◆ **Given instruction 1**:
Switch "sale sites" to "property sites" in the Sicily real estate thread and write out the passage between "## NickZ (Jun" and "have rental sections.", inclusive.
◆ **Given instruction 2**:
List every username that posts in the forum thread on real estate sites in Sicily.
◆ **Given instruction 3**:
Extend the forum thread on finding long-term rentals in Sicily from its last line.

◆ **Text provided**:
★ ★ ★ ★ ★ ★ ★
# Suggested real estate sites...Sicily in particular?



## Melissa58275 (Apr 14, 2014)

I'm doing my due diligence for an exploratory trip to Italy, specifically southern Italy (Puglia, Sicily) and want to have a look at some real estate sites to gauge the sort of places available for long-term lets and the price range on them. 

Google searches for long-term rentals, Sicily real estate and the like turn up mostly short-term vacation rental sites, but I want to check out the market for long-term (minimum1 year, possibly longer) lets and even purchases. 

Can anyone suggest some sites to look at?

Thanks


----------



## NickZ (Jun 26, 2009)

Affitto Case Appartamenti Immobili Uffici Ville Solo Affitti

Is only rentals.

casa.it and the other sale sites also tend to have rental sections.

OTOH one year would still be on the short end. Normal rentals are much longer. Either 3+3 or 4+4. Which means a three year contract with an option for three more. Or a four year with an option.

There is an 18 month contract but that's still considered "short".


----------



## lindanoto63 (Jul 28, 2008)
★ ★ ★ ★ ★ ★ ★
◆ **Data extract**:
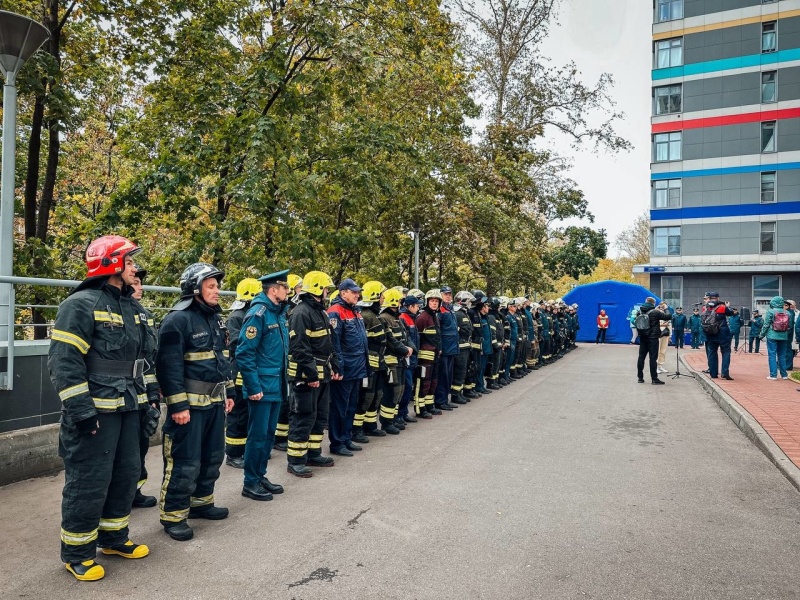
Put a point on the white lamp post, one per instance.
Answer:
(20, 38)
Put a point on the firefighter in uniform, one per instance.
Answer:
(447, 359)
(195, 376)
(463, 302)
(350, 345)
(236, 422)
(365, 423)
(149, 410)
(262, 360)
(396, 351)
(295, 283)
(430, 345)
(408, 318)
(97, 365)
(312, 366)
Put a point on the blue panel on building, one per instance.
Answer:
(616, 298)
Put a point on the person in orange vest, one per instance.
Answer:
(602, 326)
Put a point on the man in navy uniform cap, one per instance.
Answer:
(262, 360)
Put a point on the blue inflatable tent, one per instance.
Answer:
(618, 299)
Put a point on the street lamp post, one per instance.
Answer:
(20, 38)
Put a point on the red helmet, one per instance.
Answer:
(106, 255)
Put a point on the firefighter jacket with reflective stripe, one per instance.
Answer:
(234, 325)
(513, 329)
(477, 336)
(496, 328)
(349, 339)
(150, 379)
(449, 327)
(262, 350)
(464, 328)
(193, 365)
(98, 321)
(311, 355)
(396, 348)
(376, 337)
(430, 340)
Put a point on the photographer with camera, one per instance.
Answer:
(718, 335)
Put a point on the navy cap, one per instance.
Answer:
(349, 284)
(278, 277)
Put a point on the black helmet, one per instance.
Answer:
(140, 273)
(194, 275)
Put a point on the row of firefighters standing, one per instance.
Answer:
(282, 370)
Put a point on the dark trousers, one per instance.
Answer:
(282, 429)
(369, 398)
(308, 417)
(724, 348)
(193, 454)
(444, 381)
(100, 474)
(343, 406)
(261, 423)
(144, 446)
(236, 426)
(648, 346)
(392, 390)
(680, 334)
(459, 371)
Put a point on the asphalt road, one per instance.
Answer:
(575, 482)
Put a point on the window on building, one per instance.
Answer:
(768, 237)
(672, 291)
(666, 241)
(768, 136)
(669, 53)
(667, 99)
(769, 87)
(667, 193)
(768, 181)
(769, 36)
(667, 146)
(669, 10)
(765, 288)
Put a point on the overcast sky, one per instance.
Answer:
(611, 36)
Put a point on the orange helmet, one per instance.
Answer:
(106, 255)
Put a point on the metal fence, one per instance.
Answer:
(12, 317)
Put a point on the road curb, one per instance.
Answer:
(749, 426)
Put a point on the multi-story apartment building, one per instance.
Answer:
(725, 137)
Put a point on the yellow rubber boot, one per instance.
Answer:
(128, 550)
(87, 570)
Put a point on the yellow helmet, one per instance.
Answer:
(434, 293)
(392, 298)
(372, 291)
(293, 281)
(315, 282)
(247, 289)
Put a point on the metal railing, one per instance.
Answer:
(10, 317)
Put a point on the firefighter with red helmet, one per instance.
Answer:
(97, 362)
(194, 371)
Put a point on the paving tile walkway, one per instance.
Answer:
(774, 404)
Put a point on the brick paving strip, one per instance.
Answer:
(767, 412)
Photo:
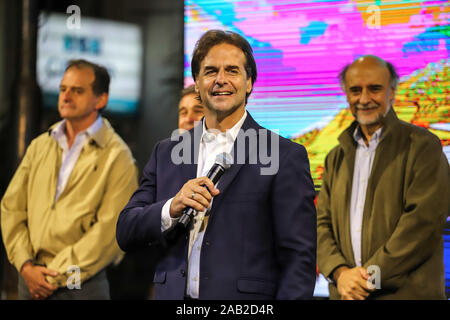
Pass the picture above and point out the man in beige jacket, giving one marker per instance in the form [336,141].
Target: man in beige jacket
[59,213]
[384,198]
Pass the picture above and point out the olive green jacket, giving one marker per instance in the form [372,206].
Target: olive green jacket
[79,228]
[406,206]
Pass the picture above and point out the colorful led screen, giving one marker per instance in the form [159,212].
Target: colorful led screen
[301,46]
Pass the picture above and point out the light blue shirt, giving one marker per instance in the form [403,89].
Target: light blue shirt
[363,166]
[70,156]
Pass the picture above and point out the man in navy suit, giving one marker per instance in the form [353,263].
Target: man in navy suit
[254,233]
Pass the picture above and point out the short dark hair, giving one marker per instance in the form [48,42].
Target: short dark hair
[214,37]
[102,79]
[392,72]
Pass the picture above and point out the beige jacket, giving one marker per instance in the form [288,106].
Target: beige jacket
[79,228]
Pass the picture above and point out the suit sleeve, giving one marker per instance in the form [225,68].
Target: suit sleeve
[14,214]
[329,255]
[295,225]
[139,223]
[419,229]
[98,247]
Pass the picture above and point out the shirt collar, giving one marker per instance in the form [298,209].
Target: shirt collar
[59,130]
[230,134]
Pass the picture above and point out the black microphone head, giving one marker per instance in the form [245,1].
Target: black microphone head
[224,160]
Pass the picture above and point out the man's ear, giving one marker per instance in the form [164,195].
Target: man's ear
[102,100]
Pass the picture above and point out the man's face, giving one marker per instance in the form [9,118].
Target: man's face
[76,100]
[368,89]
[222,81]
[189,111]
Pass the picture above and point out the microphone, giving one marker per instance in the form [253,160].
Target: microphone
[222,163]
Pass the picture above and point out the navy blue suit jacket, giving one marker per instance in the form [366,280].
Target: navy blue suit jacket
[260,242]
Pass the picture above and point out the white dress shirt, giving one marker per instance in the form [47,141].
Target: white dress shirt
[212,143]
[363,166]
[70,156]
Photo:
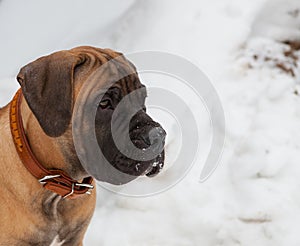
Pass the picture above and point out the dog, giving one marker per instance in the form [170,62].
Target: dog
[47,195]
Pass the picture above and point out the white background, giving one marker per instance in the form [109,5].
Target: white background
[253,197]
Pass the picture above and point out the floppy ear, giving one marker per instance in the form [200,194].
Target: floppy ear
[47,85]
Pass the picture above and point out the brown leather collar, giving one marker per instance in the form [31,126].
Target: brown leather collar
[54,180]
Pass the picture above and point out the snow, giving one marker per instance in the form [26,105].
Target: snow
[252,198]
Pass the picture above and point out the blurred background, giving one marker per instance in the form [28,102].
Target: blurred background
[250,51]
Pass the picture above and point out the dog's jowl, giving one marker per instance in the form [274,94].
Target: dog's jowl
[47,193]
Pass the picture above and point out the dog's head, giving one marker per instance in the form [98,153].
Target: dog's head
[51,85]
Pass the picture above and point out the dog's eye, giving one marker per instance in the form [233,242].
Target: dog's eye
[105,104]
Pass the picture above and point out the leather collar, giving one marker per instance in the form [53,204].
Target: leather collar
[54,180]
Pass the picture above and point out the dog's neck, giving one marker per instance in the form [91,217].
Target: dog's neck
[52,153]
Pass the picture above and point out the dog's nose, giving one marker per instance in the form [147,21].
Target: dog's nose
[155,138]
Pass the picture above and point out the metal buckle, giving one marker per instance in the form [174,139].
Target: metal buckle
[89,192]
[43,180]
[69,194]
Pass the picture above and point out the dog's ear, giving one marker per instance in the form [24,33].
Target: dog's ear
[47,85]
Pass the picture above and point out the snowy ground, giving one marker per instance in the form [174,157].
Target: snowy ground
[252,198]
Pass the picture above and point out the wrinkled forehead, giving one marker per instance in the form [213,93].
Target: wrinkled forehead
[104,69]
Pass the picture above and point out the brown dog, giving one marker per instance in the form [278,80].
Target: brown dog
[41,213]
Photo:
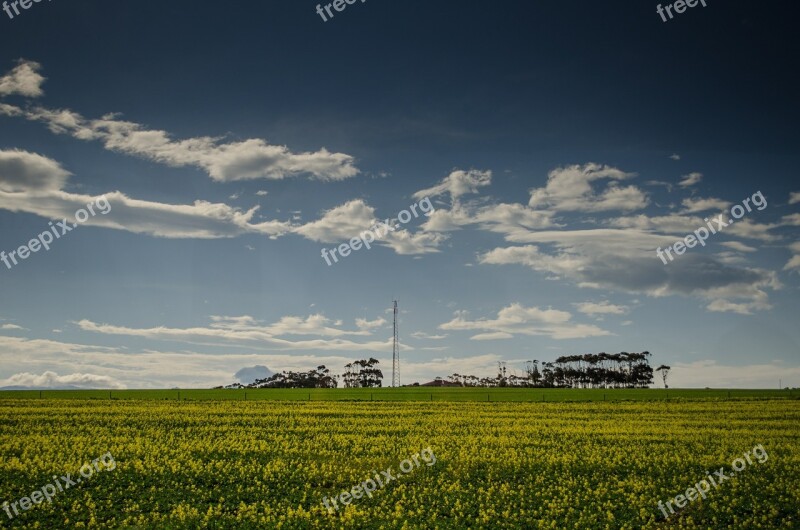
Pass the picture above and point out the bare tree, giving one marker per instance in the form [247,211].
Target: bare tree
★ ★ ★ ★ ★ ★ ★
◆ **Expected answer 1**:
## NickZ (Jun 26, 2009)

Affitto Case Appartamenti Immobili Uffici Ville Solo Affitti

Is only rentals.

casa.it and the other property sites also tend to have rental sections.

◆ **Expected answer 2**:
Melissa58275
NickZ
lindanoto63

◆ **Expected answer 3**:
You can do month by month let thru a quite popular rental site (also in english) that we use for our rentals in Siracusa and when we travel and need to rent. Long terms at reduced orices and reviews of the apartments. It is secure snd takes alot of the hassle out of renting while giving more freedom to move sround easier. I don't think I can post the site but you can pm me for it.


----------



## sicilian1 (Jul 3, 2013)

I went to Ragusa for a month in 2012 and rented a place through Zuleima. I hope it's okay that I posted the name. It worked out very well for me.

She only represents the properties listed on the site, but I'm planning to talk to her about rentals in other parts of Sicily for my next trip which will be next year.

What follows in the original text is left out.